Your goal:
Every line in the listing below from the one with "Target: sloped roof" through the one with "Target: laptop" is to be reproduced exactly, both ends included; leave out the rest.

----------------------------------------

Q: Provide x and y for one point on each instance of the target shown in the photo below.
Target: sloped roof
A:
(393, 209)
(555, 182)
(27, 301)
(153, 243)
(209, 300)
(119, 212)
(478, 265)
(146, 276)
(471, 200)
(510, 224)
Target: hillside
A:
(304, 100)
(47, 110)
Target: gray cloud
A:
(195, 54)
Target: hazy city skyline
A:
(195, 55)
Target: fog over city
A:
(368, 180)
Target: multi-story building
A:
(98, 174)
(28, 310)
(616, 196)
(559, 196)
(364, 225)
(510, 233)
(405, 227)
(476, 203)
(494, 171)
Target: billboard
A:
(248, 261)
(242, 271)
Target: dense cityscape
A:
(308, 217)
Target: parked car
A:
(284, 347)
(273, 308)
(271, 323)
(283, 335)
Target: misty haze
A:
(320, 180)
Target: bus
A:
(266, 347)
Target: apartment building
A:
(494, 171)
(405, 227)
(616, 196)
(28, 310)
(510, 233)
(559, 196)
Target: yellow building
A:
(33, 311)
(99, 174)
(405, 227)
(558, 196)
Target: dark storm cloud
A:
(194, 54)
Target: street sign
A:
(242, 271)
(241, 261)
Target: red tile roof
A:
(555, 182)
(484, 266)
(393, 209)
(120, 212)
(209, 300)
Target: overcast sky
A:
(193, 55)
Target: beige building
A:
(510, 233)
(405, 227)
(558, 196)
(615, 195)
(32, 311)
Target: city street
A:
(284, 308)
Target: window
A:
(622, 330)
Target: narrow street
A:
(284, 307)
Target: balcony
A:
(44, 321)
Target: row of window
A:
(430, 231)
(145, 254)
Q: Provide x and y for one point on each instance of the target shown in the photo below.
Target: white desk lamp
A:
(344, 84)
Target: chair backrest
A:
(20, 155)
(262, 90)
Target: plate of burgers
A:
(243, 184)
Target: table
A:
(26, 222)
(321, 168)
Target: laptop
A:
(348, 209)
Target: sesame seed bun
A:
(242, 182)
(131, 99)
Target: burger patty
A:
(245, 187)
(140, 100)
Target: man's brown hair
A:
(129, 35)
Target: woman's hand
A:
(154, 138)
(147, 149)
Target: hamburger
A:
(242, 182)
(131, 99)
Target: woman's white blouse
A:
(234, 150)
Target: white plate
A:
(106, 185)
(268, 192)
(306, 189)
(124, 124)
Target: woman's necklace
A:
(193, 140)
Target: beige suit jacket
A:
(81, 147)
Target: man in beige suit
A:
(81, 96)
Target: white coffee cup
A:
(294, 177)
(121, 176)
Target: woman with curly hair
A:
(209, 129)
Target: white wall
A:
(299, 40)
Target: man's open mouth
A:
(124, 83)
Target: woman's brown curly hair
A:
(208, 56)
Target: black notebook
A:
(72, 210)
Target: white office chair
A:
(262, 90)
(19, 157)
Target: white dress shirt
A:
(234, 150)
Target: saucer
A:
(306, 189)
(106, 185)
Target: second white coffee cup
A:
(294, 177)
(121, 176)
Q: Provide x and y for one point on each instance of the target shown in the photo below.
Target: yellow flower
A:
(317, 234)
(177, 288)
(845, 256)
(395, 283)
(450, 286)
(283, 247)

----------------------------------------

Exercise answer:
Target: sloped roof
A:
(393, 209)
(555, 182)
(27, 301)
(153, 243)
(209, 300)
(119, 212)
(478, 265)
(146, 276)
(471, 200)
(510, 224)
Target: hillside
A:
(304, 100)
(47, 110)
Target: gray cloud
A:
(195, 54)
Target: hazy city skyline
A:
(195, 55)
Target: fog over city
A:
(368, 180)
Target: multi-story building
A:
(98, 174)
(28, 310)
(616, 196)
(559, 196)
(364, 225)
(510, 233)
(405, 227)
(476, 203)
(494, 171)
Target: billboard
A:
(248, 261)
(242, 271)
Target: dense cityscape
A:
(308, 217)
Target: parked car
A:
(284, 347)
(273, 308)
(271, 323)
(283, 335)
Target: misty haze
A:
(320, 180)
Target: bus
A:
(266, 347)
Target: apartment building
A:
(494, 171)
(405, 227)
(616, 196)
(28, 310)
(510, 233)
(559, 196)
Target: yellow building
A:
(33, 311)
(99, 174)
(405, 227)
(558, 196)
Target: dark storm cloud
A:
(194, 54)
Target: street sign
A:
(242, 271)
(241, 261)
Target: red tile roof
A:
(555, 182)
(484, 266)
(393, 209)
(120, 212)
(209, 300)
Target: overcast sky
A:
(193, 55)
Target: beige building
A:
(510, 233)
(405, 227)
(558, 196)
(615, 195)
(32, 311)
Target: city street
A:
(284, 308)
Target: window
A:
(622, 330)
Target: narrow street
A:
(284, 307)
Target: balcony
A:
(44, 321)
Target: row of window
A:
(430, 231)
(145, 254)
Q: Provide x and y for one point on each instance of the target shown in the photo below.
Target: white desk lamp
A:
(344, 84)
Target: chair backrest
A:
(20, 155)
(262, 90)
Target: plate of burgers
A:
(243, 184)
Target: table
A:
(26, 222)
(321, 168)
Target: laptop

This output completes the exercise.